**Stored records**.
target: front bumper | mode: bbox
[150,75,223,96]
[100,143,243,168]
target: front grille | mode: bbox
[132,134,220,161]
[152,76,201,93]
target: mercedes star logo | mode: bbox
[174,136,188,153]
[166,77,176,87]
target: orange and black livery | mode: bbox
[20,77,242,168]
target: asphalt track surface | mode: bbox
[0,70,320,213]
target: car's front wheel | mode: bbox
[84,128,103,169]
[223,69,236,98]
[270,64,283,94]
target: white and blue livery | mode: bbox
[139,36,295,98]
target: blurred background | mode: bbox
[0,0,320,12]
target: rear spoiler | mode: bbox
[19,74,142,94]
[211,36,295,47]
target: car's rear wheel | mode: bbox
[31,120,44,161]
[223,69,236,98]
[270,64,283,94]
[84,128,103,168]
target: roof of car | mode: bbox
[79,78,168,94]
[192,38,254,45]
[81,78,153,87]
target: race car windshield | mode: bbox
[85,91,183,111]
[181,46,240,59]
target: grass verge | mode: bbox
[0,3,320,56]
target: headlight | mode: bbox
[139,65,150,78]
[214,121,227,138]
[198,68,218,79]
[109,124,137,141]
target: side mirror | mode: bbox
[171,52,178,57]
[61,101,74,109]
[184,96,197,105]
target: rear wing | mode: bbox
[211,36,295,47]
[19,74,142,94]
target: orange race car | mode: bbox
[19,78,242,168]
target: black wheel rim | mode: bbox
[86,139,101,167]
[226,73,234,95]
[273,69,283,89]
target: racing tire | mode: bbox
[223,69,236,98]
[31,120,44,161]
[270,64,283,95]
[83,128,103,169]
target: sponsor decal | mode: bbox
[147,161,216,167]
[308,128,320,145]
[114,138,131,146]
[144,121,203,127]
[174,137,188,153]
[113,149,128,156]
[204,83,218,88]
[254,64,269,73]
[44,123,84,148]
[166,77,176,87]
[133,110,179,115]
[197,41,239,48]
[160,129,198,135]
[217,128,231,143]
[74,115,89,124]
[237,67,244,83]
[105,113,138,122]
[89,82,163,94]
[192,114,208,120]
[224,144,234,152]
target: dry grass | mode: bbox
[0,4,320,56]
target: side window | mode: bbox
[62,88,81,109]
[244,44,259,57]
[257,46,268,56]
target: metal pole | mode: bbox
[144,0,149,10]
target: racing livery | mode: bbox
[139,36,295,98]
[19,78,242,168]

**To be done**. Set down every one of the records above again, each line word for word and in the same order.

**Result of this exercise**.
target: front bumper | mode: bbox
[150,75,223,96]
[100,143,243,168]
target: front grille | mode: bbox
[132,134,220,161]
[152,76,201,93]
target: mercedes star logo | mode: bbox
[174,136,188,153]
[166,77,176,87]
target: orange and black livery | mode: bbox
[20,77,242,168]
target: asphalt track surface | mode: bbox
[0,70,320,213]
target: car's front wheel | mode: bbox
[84,128,103,169]
[223,69,236,98]
[270,64,283,94]
target: white and blue livery | mode: bbox
[139,36,295,98]
target: blurred background | mode: bbox
[0,0,320,12]
target: rear spoiler | mode: bbox
[19,74,142,94]
[211,36,295,47]
target: car's rear wheel | mode: bbox
[31,120,44,161]
[223,69,236,98]
[270,64,283,94]
[84,128,103,168]
target: roof of car | mode: bbox
[79,78,168,94]
[192,38,254,45]
[81,78,153,87]
target: race car windshield | mode: bbox
[85,91,183,111]
[181,46,240,59]
target: grass verge | mode: bbox
[0,3,320,56]
target: headlight | mode: bbox
[139,65,150,78]
[214,121,227,138]
[198,68,218,79]
[109,124,137,141]
target: side mirror | mode: bbox
[171,52,178,57]
[61,101,74,109]
[184,96,197,105]
target: rear wing | mode: bbox
[211,36,295,47]
[19,74,142,94]
target: orange race car | mode: bbox
[19,78,242,168]
target: black wheel rim | mode: bbox
[86,139,101,167]
[226,73,234,95]
[273,69,283,89]
target: racing tire | mode: bbox
[223,69,236,98]
[31,120,44,161]
[270,64,283,95]
[83,128,103,169]
target: sponsor decal | mode: bbox
[147,161,216,167]
[308,128,320,145]
[114,138,131,146]
[144,121,203,127]
[174,137,188,153]
[113,149,128,156]
[204,83,218,88]
[254,64,269,73]
[44,123,84,148]
[166,77,176,87]
[133,110,179,115]
[197,41,239,48]
[160,129,198,135]
[217,128,231,143]
[74,115,89,124]
[237,67,244,83]
[105,113,138,122]
[89,82,163,94]
[192,114,208,120]
[224,144,234,152]
target: dry grass | mode: bbox
[0,4,320,56]
target: side window | mode: bbox
[62,88,81,109]
[244,44,259,57]
[257,46,268,56]
target: metal pole | mode: bbox
[144,0,149,10]
target: racing livery | mode: bbox
[139,36,295,98]
[19,78,242,168]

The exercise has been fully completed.